Give back every record below precisely as written.

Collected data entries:

● ● ●

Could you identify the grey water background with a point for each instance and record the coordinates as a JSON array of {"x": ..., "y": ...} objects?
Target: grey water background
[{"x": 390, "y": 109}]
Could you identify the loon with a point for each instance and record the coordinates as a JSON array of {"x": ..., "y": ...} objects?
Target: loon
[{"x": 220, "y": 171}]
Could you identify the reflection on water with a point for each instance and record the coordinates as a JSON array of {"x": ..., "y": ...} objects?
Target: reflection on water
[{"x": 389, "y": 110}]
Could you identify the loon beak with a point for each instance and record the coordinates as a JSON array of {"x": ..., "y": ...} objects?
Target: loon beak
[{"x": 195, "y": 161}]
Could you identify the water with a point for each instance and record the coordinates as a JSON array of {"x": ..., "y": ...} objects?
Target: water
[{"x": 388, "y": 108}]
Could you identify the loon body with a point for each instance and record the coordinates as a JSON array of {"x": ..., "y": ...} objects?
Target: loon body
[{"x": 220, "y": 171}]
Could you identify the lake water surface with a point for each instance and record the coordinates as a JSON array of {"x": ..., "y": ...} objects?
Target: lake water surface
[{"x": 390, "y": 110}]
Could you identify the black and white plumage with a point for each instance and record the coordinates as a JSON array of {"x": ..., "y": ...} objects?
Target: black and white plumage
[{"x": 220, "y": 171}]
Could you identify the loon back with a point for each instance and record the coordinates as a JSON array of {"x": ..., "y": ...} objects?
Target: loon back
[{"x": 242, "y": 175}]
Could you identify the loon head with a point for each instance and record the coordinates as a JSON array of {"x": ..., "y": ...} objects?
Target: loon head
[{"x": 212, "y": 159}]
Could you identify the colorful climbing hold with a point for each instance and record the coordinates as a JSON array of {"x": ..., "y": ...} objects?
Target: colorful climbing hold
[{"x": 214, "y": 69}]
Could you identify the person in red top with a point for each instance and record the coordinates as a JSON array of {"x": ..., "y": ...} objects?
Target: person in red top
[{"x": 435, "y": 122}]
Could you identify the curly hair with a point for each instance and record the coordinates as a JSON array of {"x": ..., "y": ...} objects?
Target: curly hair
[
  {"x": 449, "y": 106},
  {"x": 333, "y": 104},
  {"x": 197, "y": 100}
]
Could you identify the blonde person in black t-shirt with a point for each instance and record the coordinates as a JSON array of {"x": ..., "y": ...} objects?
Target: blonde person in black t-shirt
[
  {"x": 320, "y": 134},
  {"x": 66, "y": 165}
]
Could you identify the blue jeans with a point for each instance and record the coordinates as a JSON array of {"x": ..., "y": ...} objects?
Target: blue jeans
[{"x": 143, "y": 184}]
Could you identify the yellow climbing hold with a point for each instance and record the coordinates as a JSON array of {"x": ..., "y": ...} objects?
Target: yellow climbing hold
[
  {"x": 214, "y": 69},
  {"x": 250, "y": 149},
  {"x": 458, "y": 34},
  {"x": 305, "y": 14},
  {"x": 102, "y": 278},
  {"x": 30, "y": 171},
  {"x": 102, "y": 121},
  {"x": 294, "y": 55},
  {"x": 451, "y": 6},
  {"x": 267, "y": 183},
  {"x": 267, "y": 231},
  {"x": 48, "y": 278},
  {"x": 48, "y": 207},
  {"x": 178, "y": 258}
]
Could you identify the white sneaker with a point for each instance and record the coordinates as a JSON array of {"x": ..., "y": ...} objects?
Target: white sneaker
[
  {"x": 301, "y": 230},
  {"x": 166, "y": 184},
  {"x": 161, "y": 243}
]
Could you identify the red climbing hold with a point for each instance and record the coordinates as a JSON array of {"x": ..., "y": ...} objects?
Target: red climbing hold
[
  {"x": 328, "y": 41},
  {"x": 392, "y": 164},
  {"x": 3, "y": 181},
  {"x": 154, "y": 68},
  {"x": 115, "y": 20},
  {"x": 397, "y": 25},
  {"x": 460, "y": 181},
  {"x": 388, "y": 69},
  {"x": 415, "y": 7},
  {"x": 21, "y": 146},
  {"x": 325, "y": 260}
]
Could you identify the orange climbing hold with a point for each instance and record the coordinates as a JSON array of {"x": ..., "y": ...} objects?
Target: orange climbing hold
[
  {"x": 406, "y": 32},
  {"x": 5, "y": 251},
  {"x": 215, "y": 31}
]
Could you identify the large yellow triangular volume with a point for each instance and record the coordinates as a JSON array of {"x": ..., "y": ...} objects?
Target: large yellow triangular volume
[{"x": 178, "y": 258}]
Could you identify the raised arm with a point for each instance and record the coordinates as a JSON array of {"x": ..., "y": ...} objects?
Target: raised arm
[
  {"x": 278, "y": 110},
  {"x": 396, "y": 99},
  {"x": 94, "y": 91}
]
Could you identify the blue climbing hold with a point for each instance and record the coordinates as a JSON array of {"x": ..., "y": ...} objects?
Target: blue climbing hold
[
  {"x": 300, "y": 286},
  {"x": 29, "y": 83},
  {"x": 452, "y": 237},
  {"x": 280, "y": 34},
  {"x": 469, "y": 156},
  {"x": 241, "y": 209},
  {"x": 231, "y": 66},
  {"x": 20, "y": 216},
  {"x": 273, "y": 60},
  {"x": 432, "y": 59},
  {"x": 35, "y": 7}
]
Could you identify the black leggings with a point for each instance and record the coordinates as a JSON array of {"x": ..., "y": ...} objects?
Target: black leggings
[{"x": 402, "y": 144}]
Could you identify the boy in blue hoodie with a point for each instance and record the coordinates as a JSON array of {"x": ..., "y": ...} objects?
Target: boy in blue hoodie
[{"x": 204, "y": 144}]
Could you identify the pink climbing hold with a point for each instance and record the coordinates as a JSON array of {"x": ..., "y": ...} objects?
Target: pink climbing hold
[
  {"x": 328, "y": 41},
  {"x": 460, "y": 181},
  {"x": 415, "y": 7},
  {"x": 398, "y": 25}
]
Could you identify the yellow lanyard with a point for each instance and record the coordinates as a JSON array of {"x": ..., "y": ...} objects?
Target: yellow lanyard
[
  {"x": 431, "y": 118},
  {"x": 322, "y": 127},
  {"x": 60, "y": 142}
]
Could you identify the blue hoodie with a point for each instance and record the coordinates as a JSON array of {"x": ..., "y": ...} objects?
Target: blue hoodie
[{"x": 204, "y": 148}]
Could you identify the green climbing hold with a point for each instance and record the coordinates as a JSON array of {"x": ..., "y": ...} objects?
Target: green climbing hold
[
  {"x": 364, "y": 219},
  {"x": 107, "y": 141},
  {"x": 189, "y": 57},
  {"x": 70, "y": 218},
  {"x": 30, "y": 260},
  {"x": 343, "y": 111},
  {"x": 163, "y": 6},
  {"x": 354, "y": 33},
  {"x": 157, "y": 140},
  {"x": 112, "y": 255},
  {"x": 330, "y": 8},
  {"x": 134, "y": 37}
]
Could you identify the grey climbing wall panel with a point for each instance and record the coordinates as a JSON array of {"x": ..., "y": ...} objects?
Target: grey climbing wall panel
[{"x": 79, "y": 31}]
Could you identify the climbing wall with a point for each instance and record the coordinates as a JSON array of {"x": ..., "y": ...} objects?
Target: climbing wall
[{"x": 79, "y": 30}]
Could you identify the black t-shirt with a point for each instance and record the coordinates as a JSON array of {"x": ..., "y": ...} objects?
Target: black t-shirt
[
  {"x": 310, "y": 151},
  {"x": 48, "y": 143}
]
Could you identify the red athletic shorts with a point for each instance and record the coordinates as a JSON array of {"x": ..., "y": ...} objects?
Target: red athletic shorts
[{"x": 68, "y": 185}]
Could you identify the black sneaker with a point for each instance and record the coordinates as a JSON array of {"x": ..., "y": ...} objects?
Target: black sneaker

● ● ●

◆ Task output:
Could you identify the grey water background with a point for each instance and record the coordinates as a JSON array of {"x": ..., "y": ...} objects?
Target: grey water background
[{"x": 390, "y": 109}]
Could you identify the loon with a point for each instance and record the coordinates as a JSON array of {"x": ..., "y": ...} objects?
Target: loon
[{"x": 220, "y": 171}]
Could you identify the reflection on water with a point for each instance and record the coordinates as a JSON array of {"x": ..., "y": ...} objects?
Target: reflection on water
[{"x": 389, "y": 110}]
Could you identify the loon beak with a point for each instance and record the coordinates as a JSON array of {"x": ..., "y": ...} objects?
Target: loon beak
[{"x": 195, "y": 161}]
Could you identify the water with a point for each instance and record the coordinates as a JSON array of {"x": ..., "y": ...} objects?
Target: water
[{"x": 388, "y": 108}]
Could you identify the loon body with a point for each instance and record the coordinates as a JSON array of {"x": ..., "y": ...} objects?
Target: loon body
[{"x": 220, "y": 171}]
Could you identify the lake water surface with a point for each instance and record the coordinates as a JSON array of {"x": ..., "y": ...} objects?
Target: lake water surface
[{"x": 390, "y": 110}]
Could you identify the black and white plumage with a point for each instance and record the coordinates as a JSON array of {"x": ..., "y": ...} objects?
Target: black and white plumage
[{"x": 220, "y": 171}]
Could you identify the loon back with a point for each instance and record the coordinates as a JSON array of {"x": ..., "y": ...} objects?
Target: loon back
[{"x": 242, "y": 175}]
Could you identify the loon head with a point for each instance and record the coordinates as a JSON array of {"x": ..., "y": ...} objects?
Target: loon head
[{"x": 212, "y": 159}]
Could you identify the colorful climbing hold with a point for each instance and record the coordinates as a JSON array of {"x": ..., "y": ...} objects?
Target: colorful climbing hold
[{"x": 214, "y": 69}]
Could you identify the person in red top with a point for each instance and record the coordinates as a JSON array of {"x": ..., "y": ...} objects?
Target: person in red top
[{"x": 435, "y": 122}]
Could you identify the curly hair with a point for each instance and record the coordinates as a JSON array of {"x": ..., "y": ...} objects?
Target: curly hair
[
  {"x": 449, "y": 106},
  {"x": 333, "y": 104},
  {"x": 197, "y": 100}
]
Could you identify the blonde person in black t-shirt with a point for each instance and record the coordinates as a JSON array of {"x": ..., "y": ...} objects?
Target: blonde person in black t-shirt
[
  {"x": 320, "y": 134},
  {"x": 66, "y": 165}
]
Could you identify the blue jeans with a point for each instance and record the coordinates as a JSON array of {"x": ..., "y": ...} objects?
Target: blue jeans
[{"x": 143, "y": 184}]
Could you identify the yellow climbing hold with a point for each instance and record the coordinates as a JSON array of {"x": ..., "y": ...} objects?
Target: yellow climbing hold
[
  {"x": 214, "y": 69},
  {"x": 250, "y": 149},
  {"x": 458, "y": 34},
  {"x": 305, "y": 14},
  {"x": 102, "y": 278},
  {"x": 30, "y": 171},
  {"x": 102, "y": 121},
  {"x": 294, "y": 55},
  {"x": 451, "y": 6},
  {"x": 267, "y": 183},
  {"x": 267, "y": 231},
  {"x": 48, "y": 278},
  {"x": 48, "y": 207},
  {"x": 178, "y": 258}
]
Could you identify the white sneaker with a point for each instance and record the coordinates as a JSON array of {"x": ..., "y": ...} objects?
Target: white sneaker
[
  {"x": 301, "y": 230},
  {"x": 166, "y": 184},
  {"x": 161, "y": 243}
]
Could you identify the red climbing hold with a point for each instance and record the coordinates as a JSON array of {"x": ..., "y": ...} objects?
Target: red climbing hold
[
  {"x": 328, "y": 41},
  {"x": 392, "y": 164},
  {"x": 3, "y": 181},
  {"x": 154, "y": 68},
  {"x": 115, "y": 20},
  {"x": 397, "y": 25},
  {"x": 460, "y": 181},
  {"x": 388, "y": 69},
  {"x": 415, "y": 7},
  {"x": 21, "y": 146},
  {"x": 325, "y": 260}
]
Could you identify the orange climbing hold with a point for each instance and record the coordinates as a JSON array of {"x": ..., "y": ...} objects?
Target: orange climbing hold
[
  {"x": 406, "y": 32},
  {"x": 5, "y": 251},
  {"x": 215, "y": 31}
]
Could you identify the large yellow triangular volume with a point for each instance and record the coordinates as a JSON array of {"x": ..., "y": ...} objects?
Target: large yellow triangular volume
[{"x": 178, "y": 258}]
Could you identify the raised arm with a point for each instance and record the coordinates as a JSON array of {"x": ..., "y": ...} objects?
Target: raised arm
[
  {"x": 278, "y": 110},
  {"x": 396, "y": 99},
  {"x": 94, "y": 91}
]
Could you identify the blue climbing hold with a point for each instance and record the coordinates as a JSON array of {"x": ..., "y": ...} objects?
Target: blue climbing hold
[
  {"x": 300, "y": 286},
  {"x": 29, "y": 83},
  {"x": 452, "y": 237},
  {"x": 280, "y": 34},
  {"x": 469, "y": 156},
  {"x": 241, "y": 209},
  {"x": 231, "y": 66},
  {"x": 20, "y": 216},
  {"x": 273, "y": 60},
  {"x": 432, "y": 59},
  {"x": 35, "y": 7}
]
Could you identify the black leggings with a point for each instance and record the coordinates as a JSON array of {"x": ..., "y": ...} objects?
Target: black leggings
[{"x": 402, "y": 144}]
Could you identify the boy in blue hoodie with a point for each instance and record the coordinates as a JSON array of {"x": ..., "y": ...} objects?
Target: boy in blue hoodie
[{"x": 204, "y": 144}]
Could you identify the pink climbing hold with a point for each instance and record the coordinates as a JSON array of {"x": ..., "y": ...} objects?
Target: pink climbing hold
[
  {"x": 328, "y": 41},
  {"x": 460, "y": 181},
  {"x": 415, "y": 7},
  {"x": 398, "y": 25}
]
Could you identify the yellow lanyard with a point for each instance and record the coordinates as a JSON array of {"x": ..., "y": ...} objects?
Target: yellow lanyard
[
  {"x": 431, "y": 118},
  {"x": 322, "y": 127},
  {"x": 60, "y": 142}
]
Could you identify the blue hoodie with a point for each instance and record the coordinates as a JSON array of {"x": ..., "y": ...} objects?
Target: blue hoodie
[{"x": 204, "y": 148}]
Could you identify the green climbing hold with a point for each instance and record the coordinates as a JSON array of {"x": ..., "y": ...} objects?
Target: green climbing hold
[
  {"x": 364, "y": 219},
  {"x": 107, "y": 141},
  {"x": 189, "y": 57},
  {"x": 70, "y": 218},
  {"x": 30, "y": 260},
  {"x": 343, "y": 111},
  {"x": 163, "y": 6},
  {"x": 354, "y": 33},
  {"x": 157, "y": 140},
  {"x": 112, "y": 255},
  {"x": 330, "y": 8},
  {"x": 134, "y": 37}
]
Could you identify the grey climbing wall panel with a point for each instance and record the coordinates as a JSON array of {"x": ..., "y": ...} objects?
Target: grey climbing wall panel
[{"x": 79, "y": 31}]
Could you identify the climbing wall with a point for each instance and record the coordinates as a JSON array of {"x": ..., "y": ...} objects?
Target: climbing wall
[{"x": 79, "y": 30}]
Could you identify the black t-shirt with a point for each instance and record the coordinates as a JSON array of {"x": ..., "y": ...} objects?
Target: black t-shirt
[
  {"x": 310, "y": 151},
  {"x": 48, "y": 143}
]
Could you identify the red athletic shorts with a point for each instance and record the coordinates as a JSON array of {"x": ..., "y": ...} objects?
Target: red athletic shorts
[{"x": 68, "y": 185}]
Could you identify the black sneaker with a point for each instance and record the coordinates as a JSON array of {"x": ..., "y": ...} objects?
Target: black sneaker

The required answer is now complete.